# [TEXT PROVIDED]

• • • • •

I would like to generate an arbitrary (large) value to benchmark the
performance of constructing that value with isomorphic types. It seems like
QuickCheck might be useful in this regards. Has anyone done something
similar?

In versions 1.*, there was a generate function:

generate :: Int -> StdGen -> Gen a -> a
> generate n rnd (Gen m) = m size rnd'
> where (size, rnd') = randomR (0, n) rnd
>

That seems to have disappeared in versions 2.*, and I didn't find a clear
replacement. I came up with using the destructor for Gen:

unGen :: Gen a -> StdGen -> Int -> a
>

The function generate seems to have a little something extra, though I'm not
sure if it's necessary. Is this true, or should I write an equivalent
generate function? As an aside, it would be nice to have a generate function
in the library, even if it is only a wrapper for unGen.

• • • • •

# [DATA BLOCK]
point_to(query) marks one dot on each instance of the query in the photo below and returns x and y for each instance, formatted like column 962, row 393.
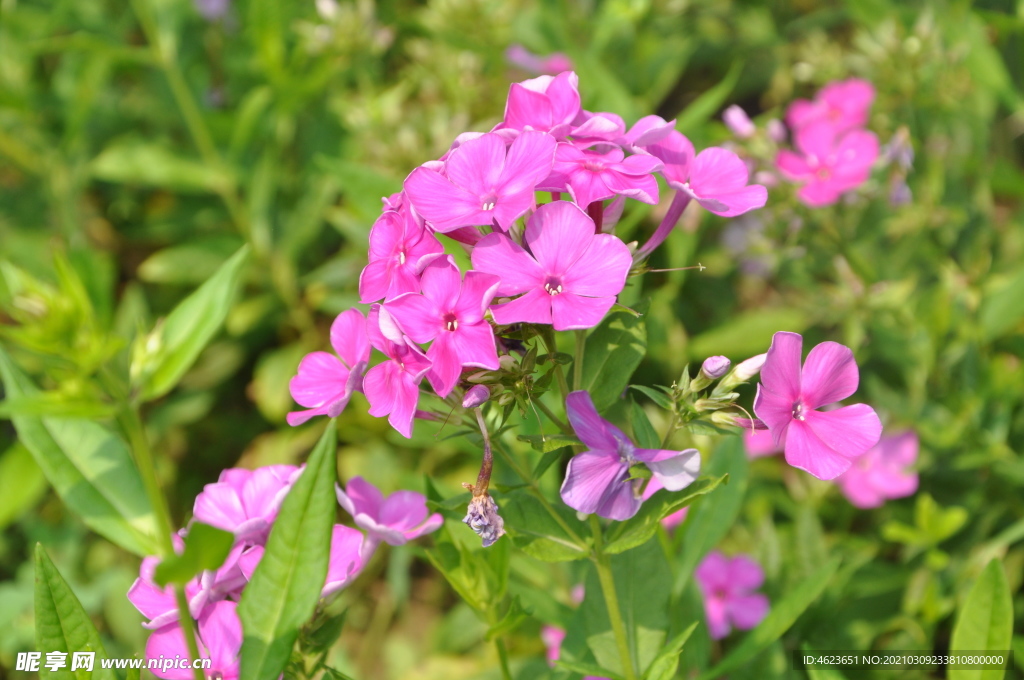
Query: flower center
column 553, row 286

• • • • •

# [CHALLENGE]
Repeat, word for word, the passage of the QuickCheck post that begins with the words containing "unGen :: Gen" and ends with "wrapper for unGen.".

# [OUTPUT OF THE TASK]
unGen :: Gen a -> StdGen -> Int -> a
>

The function generate seems to have a little something extra, though I'm not
sure if it's necessary. Is this true, or should I write an equivalent
generate function? As an aside, it would be nice to have a generate function
in the library, even if it is only a wrapper for unGen.